> [PROBLEM REQUIREMENTS]
Lines before the one containing "as in [479,337]." are excluded; reproduce that line and all lines after it in the entries below, exactly.

> [SUPPLIED INFORMATION]
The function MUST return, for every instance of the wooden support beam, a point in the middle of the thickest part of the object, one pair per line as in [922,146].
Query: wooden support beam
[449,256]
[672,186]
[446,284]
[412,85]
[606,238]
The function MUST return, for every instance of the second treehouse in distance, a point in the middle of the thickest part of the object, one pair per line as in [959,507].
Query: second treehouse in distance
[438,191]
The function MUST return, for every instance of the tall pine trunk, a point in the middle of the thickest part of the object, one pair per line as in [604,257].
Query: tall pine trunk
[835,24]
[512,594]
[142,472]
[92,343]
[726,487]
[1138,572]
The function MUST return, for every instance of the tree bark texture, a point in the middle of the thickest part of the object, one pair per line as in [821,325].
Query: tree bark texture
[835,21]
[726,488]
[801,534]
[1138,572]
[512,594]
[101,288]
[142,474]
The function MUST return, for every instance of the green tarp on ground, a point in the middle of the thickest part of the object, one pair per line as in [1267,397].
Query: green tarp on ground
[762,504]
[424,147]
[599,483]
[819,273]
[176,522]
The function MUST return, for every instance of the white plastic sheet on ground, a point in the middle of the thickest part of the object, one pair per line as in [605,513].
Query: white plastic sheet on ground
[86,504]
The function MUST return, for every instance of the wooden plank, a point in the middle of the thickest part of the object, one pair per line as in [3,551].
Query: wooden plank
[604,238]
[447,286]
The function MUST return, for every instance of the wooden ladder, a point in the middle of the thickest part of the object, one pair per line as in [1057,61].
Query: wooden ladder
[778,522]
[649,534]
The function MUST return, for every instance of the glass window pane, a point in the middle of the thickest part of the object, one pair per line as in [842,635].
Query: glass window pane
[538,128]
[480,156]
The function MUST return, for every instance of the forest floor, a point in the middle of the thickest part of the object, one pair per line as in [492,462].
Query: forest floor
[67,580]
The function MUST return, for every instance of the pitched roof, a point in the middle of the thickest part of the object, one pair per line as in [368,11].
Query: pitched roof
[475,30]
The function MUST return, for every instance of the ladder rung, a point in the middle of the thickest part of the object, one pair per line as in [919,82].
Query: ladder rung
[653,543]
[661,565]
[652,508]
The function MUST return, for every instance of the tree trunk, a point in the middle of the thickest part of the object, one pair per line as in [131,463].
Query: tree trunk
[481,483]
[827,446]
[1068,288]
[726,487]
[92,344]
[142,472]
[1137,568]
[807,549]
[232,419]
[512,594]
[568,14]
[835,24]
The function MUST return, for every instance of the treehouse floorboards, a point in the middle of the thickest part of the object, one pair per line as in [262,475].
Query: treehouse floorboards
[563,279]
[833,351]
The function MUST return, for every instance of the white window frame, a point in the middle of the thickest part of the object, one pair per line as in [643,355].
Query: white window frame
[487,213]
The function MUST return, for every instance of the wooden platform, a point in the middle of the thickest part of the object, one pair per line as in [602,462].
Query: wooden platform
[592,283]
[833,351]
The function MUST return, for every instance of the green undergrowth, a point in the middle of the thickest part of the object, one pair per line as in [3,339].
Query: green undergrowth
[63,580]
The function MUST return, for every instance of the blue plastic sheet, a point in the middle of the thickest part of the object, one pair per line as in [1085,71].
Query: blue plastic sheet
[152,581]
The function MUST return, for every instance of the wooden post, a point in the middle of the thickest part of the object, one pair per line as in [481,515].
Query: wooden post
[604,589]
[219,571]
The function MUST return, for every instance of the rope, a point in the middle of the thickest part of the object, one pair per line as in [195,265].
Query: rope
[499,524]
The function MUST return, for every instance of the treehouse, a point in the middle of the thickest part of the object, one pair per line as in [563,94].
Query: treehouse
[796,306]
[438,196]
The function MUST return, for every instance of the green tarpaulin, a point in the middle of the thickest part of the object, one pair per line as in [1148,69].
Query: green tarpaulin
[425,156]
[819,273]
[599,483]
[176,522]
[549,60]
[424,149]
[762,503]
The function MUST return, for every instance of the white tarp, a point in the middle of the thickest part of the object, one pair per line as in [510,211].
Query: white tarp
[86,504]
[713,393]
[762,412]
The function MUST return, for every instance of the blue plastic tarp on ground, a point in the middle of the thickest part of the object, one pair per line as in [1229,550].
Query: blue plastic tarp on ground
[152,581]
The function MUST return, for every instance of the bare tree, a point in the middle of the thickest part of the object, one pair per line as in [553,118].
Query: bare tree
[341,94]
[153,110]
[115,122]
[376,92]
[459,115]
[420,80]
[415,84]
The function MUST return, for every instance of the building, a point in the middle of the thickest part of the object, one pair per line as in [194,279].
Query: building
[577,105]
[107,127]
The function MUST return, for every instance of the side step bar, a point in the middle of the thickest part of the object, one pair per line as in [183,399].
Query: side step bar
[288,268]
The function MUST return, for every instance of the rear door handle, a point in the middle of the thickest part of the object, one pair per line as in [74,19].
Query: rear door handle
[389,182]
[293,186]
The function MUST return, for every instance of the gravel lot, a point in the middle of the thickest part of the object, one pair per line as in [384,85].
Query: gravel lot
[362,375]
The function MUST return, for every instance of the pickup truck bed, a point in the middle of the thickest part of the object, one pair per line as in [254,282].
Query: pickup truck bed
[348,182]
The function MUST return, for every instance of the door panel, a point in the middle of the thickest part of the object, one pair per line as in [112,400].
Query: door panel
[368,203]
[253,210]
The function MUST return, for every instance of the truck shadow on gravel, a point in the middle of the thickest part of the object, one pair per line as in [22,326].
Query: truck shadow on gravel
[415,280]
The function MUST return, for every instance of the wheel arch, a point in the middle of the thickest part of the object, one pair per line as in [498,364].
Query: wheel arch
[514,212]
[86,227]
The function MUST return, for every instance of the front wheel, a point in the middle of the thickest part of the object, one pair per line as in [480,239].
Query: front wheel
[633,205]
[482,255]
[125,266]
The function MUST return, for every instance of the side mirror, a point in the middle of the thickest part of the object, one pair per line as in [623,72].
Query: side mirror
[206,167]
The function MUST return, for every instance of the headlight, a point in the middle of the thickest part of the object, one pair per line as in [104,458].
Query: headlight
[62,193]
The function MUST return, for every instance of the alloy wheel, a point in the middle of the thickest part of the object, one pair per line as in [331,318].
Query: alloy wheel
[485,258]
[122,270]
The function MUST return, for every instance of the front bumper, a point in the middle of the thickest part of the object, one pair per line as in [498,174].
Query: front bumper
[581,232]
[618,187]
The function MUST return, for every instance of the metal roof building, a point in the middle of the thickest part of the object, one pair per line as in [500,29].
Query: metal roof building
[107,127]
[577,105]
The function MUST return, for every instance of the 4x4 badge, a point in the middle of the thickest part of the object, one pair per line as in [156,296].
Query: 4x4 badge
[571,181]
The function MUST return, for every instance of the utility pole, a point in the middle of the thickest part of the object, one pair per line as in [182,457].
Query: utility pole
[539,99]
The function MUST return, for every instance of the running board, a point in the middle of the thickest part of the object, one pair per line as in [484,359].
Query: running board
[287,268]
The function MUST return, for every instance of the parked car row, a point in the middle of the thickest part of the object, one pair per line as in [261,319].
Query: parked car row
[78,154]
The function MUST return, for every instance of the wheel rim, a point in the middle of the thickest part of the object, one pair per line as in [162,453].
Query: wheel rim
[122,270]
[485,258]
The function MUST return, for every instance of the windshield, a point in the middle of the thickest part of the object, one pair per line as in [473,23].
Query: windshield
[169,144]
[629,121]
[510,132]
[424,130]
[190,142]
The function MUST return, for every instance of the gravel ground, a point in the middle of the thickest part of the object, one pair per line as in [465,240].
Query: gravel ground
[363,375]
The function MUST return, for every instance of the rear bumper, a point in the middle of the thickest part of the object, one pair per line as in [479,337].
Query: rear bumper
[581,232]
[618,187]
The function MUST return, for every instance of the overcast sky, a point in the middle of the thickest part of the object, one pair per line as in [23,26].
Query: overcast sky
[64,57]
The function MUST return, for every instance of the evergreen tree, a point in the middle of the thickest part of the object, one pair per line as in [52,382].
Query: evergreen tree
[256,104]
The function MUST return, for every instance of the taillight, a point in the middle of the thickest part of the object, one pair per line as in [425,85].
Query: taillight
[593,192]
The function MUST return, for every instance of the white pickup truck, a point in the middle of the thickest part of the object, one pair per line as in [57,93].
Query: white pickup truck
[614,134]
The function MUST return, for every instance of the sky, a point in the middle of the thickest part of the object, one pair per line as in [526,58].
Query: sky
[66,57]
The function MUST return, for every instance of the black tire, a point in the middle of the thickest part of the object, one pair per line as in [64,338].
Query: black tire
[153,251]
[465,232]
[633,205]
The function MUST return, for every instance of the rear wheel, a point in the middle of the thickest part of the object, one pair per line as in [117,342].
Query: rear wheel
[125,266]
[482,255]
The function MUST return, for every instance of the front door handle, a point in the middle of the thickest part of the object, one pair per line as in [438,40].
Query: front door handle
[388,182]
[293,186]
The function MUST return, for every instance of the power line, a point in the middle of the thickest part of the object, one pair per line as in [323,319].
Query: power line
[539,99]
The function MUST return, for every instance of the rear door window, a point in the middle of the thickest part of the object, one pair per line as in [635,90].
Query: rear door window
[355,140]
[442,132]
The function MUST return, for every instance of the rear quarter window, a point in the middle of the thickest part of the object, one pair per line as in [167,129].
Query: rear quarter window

> [ANSWER FOR THE TASK]
The function MUST return, for every instance of the rear bumper, a point in the middle of the thickest part of the object, one pair per line as in [479,337].
Query: rear bumper
[581,232]
[618,187]
The function MUST return, for every instance of the overcast sky, a point in the middle of the thickest part of the object, one pair per line as in [23,26].
Query: overcast sky
[64,57]
The function MUST return, for every instance of the evergreen tree, a point in the middle of the thickest part of the object, one pair per line as in [52,382].
Query: evergreen tree
[256,104]
The function MUST return, for every instance of the taillight, a point in the middle of the thickest part of the object, one pair per line as in [425,85].
Query: taillight
[593,192]
The function MUST return, for every instance of the white pickup truck, a point in the middle of the thickest part of the object, one pair per line as in [57,93].
Query: white pickup truck
[614,134]
The function MUST return, for every instance of the sky, a point in the middle of the thickest part of the object, one pair per line as in [526,58].
Query: sky
[66,57]
The function MUST return, for every instance of the black tire, a point in the middle of the thickest part of the object, one pair per line as in [64,338].
Query: black tire
[153,251]
[465,232]
[633,205]
The function MUST return, for every instance of the rear wheel, a point in the middle of the thickest part of the object, one pair per line as in [117,342].
Query: rear wheel
[125,266]
[482,255]
The function MUST return, for every instance of the front door handle, a point in the middle of the thickest part of the object, one pair per line as in [438,40].
Query: front door handle
[388,182]
[293,186]
The function MUST return, for every instance of the power line, a point in the middle of the thickest part of the object, one pair per line as in [323,319].
Query: power line
[539,99]
The function MUST return, for every instance of the rear door window, a point in the middle of the thickest part of the object, one pair per line as in [635,90].
Query: rear door window
[355,140]
[442,132]
The function MUST return, for every instance of the rear quarter window, a point in the middle of the thickest part of the object, one pair per line as in [167,129].
Query: rear quarter window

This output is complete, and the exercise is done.